* [GIVEN TEXT]
....

10/21/02
KUFM / KGPR
T. M. Power
The Loss of Agricultural Land to Residential Development in the West
For those of us living in the rapidly growing areas of the West, the ongoing sprawl of our cities, suburbs, and exurban settlements within commuting distance of our cities seems to be rapidly gobbling up farms, ranches, river banks and lake shores. With that residential and commercial sprawl often goes the loss of wildlife habitat and migration corridors as well as open space and scenic beauty.
This is clearly a serious problem near our urban centers. Some commentators, however, have argued that this type of voracious residential sprawl is consuming the entire Western landscape, threatening the viability of farming and ranching. That characterization of the problem then quickly leads to the assertion that farm and ranch operations have to be exempt from environmental criticism and regulation. Thus we are told that efforts to reduce over-grazing or the dewatering of streams and wetlands or controls on the use of toxic chemicals or genetically modified plants will actually be environmentally counterproductive because such environmental regulation will simply lead to the abandonment of more agricultural land and its conversion to residential subdivisions. This version of the residential sprawl problem may be an exaggeration designed for political purposes rather than an accurate reflection of what is actually happening out on the land.

....

* [INFORMATION]
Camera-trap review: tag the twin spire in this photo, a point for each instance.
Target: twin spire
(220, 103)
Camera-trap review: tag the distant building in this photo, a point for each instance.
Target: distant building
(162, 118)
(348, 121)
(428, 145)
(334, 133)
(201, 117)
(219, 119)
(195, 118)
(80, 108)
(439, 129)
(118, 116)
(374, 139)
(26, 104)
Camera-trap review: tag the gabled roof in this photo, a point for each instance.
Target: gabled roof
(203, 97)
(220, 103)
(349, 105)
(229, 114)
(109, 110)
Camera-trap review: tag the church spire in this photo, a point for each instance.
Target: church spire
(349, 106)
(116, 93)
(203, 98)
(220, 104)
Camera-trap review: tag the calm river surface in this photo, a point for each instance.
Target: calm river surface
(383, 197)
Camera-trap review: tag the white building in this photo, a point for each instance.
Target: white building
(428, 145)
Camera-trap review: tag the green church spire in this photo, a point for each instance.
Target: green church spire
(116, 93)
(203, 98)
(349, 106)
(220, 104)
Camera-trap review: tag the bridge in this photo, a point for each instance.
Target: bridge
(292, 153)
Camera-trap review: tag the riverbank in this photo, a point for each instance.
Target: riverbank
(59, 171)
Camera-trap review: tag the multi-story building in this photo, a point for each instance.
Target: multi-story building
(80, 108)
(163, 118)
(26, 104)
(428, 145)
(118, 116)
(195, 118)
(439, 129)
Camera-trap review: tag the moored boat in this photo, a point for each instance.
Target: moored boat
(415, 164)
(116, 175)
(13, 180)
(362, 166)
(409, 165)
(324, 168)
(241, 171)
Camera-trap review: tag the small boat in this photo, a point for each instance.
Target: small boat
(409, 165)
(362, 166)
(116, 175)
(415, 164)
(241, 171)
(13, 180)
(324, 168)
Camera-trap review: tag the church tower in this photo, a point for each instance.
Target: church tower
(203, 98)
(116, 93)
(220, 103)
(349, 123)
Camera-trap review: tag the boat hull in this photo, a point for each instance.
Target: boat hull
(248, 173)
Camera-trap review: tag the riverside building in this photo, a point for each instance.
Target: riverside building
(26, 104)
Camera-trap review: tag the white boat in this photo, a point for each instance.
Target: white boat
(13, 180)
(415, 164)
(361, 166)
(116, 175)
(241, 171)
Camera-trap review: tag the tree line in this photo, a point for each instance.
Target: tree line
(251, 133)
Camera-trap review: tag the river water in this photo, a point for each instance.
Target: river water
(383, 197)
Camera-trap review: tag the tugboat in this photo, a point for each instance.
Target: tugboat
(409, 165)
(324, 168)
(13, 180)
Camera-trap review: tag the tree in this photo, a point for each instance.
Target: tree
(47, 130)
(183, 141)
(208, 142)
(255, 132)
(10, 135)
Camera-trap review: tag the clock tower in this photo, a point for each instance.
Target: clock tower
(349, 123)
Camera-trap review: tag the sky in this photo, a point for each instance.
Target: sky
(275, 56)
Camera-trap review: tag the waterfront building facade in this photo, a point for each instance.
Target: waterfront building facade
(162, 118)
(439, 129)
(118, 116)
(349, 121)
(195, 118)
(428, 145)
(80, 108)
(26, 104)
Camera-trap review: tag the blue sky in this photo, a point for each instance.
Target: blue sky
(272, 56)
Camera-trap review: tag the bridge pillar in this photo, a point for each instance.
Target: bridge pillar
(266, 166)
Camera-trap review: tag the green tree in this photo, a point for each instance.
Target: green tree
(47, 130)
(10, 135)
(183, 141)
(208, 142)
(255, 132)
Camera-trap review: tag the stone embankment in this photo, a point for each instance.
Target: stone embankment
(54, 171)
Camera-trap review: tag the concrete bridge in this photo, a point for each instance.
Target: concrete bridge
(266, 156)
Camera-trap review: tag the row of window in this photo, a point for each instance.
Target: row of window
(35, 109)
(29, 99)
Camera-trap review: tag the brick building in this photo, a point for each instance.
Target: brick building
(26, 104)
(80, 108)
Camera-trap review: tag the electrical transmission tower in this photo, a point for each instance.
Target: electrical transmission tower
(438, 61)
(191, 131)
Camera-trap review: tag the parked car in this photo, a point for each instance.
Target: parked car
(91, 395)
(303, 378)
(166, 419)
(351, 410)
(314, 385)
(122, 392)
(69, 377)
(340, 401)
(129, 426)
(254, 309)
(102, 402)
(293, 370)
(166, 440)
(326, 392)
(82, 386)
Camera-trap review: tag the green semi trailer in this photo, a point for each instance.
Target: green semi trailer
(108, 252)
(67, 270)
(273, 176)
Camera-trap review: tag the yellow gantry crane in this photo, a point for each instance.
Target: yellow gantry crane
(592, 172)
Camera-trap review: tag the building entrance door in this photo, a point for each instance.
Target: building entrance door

....

* [EXERCISE TASKS]
a - Below, say whether each statement agrees with the commentary on Western farmland loss. Answer yes or no, and quote the deciding words of the commentary. (i) The commentary calls sprawl near urban centers a serious problem. (ii) The commentary itself holds that residential sprawl is consuming the entire Western landscape. (iii) The commentary links sprawl with the loss of wildlife habitat.
b - Carry on the commentary on Western farmland loss from its final sentence.

* [RESPONSES BY ITEM NUMBER]
a -
(i) Yes: "This is clearly a serious problem near our urban centers."
(ii) No: "This version of the residential sprawl problem may be an exaggeration designed for political purposes rather than an accurate reflection of what is actually happening out on the land."
(iii) Yes: "With that residential and commercial sprawl often goes the loss of wildlife habitat and migration corridors as well as open space and scenic beauty."

b -
Some of the basic data is certainly distressing. Between 1970 and 1997 almost two million acres of agricultural land in the Western states was taken out of production. That represented a 15 percent decline; about one in seven acres in agricultural production in 1970 was no longer in production in 1997.[1]
The data on land development is also distressing. Each year between 1982 and 1997 two to three hundred thousand acres of land were developed in the West. Over that 15-year period, the amount of developed land increased by a third, growing at about 4.5 percent per year.[2]
These disturbing facts, however, are more than a little misleading. Consider the shift of land out of agriculture. Land that is no longer used for agricultural production is not necessarily developed. For instance, between 1982 and 1997 the amount of cropland lost in the West was almost exactly equal to the amount of land put into conservation and wetland reserves.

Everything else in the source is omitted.